• Work item A
Answer these questions using the text on boil water advisories:
(i) Which entities typically make the announcement when public tap water becomes unsafe?
(ii) What information do boil water announcements often provide?
(iii) From what could safe drinking water ideally be accessed during a boil water event?
• Work item B
Continue the text on boil water advisories, starting after its last sentence.

What is a boil order or boil water advisory and why do they happen?
When public tap water becomes unsafe to consume, drink, or use, an announcement is made by the entities responsible for ensuring its safety, typically local governments and water districts or municipal utility companies. In such cases, water has become contaminated with pathogens (disease-causing organisms) that may pose a threat to human health and safety.
These announcements are issued as a measure of public safety and often follow failures in water treatment systems. Such failures can include problems with the disinfection system, distribution lines, contamination due to water-line breaks, floods, and unscheduled power outages.
When boil water announcements are made, they often provide information regarding the cause.
What should I do during a boil water event?
Ideally, safe drinking water could be accessed from a well-managed emergency water storage, including bottled water and stored water.

• Information shown
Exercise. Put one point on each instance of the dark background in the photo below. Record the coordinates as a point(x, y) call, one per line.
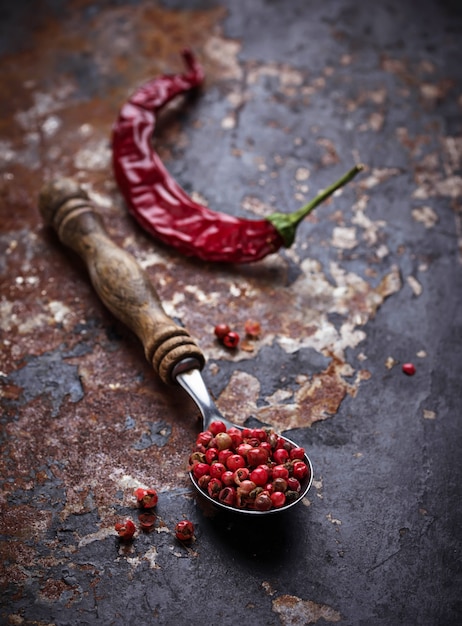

• Final answer A
(i) Local governments and water districts or municipal utility companies.
(ii) Information regarding the cause.
(iii) A well-managed emergency water storage, including bottled water and stored water.

• Final answer B
If water does need to be boiled, it should be brought to a “rolling boil” for at least one minute.
For cooking and/or providing water to animals and livestock, only water that has been confirmed treated and safe should be consumed. To avoid needing water for washing dishes and utensils, use disposable cups, cutlery, napkins, and plates. If no disposable items are available, ensure cups, cutlery, and plates have been safely disinfected and sanitized prior to use.
Use only purified water to wash your hands.
Boil Order Quick-Reference Guide:
- Drinking Water: To disinfect water, bring it to a rolling boil for no less than one minute.
- Cooking: Dispose of beverage, food, and items prepared with potentially contaminated tap water prior to the boil order. Use only properly purified or bottled water until the order has been lifted. Use disposable utensils if possible.
- Hand Washing: Use properly purified or bottled water.
What common contaminants should I be concerned about during a boil order?
Boil orders are issued to provide time for local authorities to retest and reset their systems when a high level of bacteria is found in a water source and to minimize public exposure. The most commonly found bacteria include cryptosporidium and E. coli. Boil orders can be issued due to failures in the public water treatment process, public health violations, damaged public water infrastructure, contaminated ground water sources, etc.
How should I use my Berkey® system during a boil order?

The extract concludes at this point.